[start ITEMS]

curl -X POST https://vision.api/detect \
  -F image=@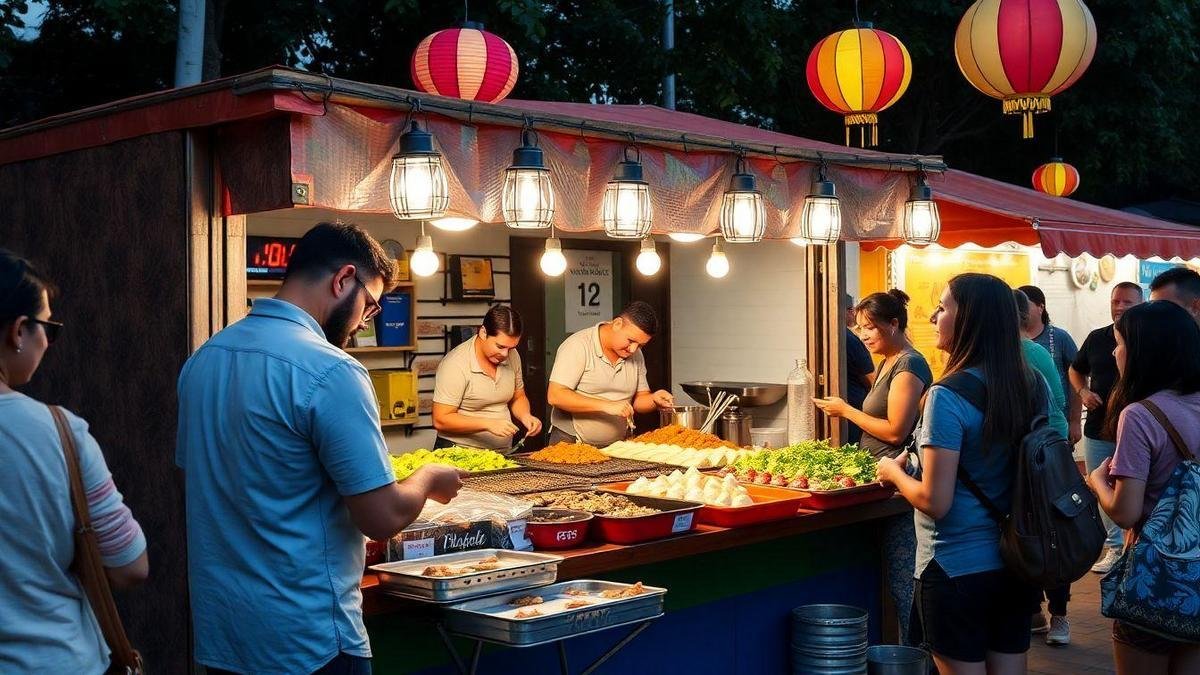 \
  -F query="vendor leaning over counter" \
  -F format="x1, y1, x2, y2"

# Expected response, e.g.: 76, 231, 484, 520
546, 300, 674, 448
433, 305, 541, 452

[end ITEMS]

> PROBLEM TO WORK ON:
Please identify and copy each line in the data above that contains the word "vendor" with matching case.

> WRITTEN SOLUTION:
  -F query="vendor leaning over counter" \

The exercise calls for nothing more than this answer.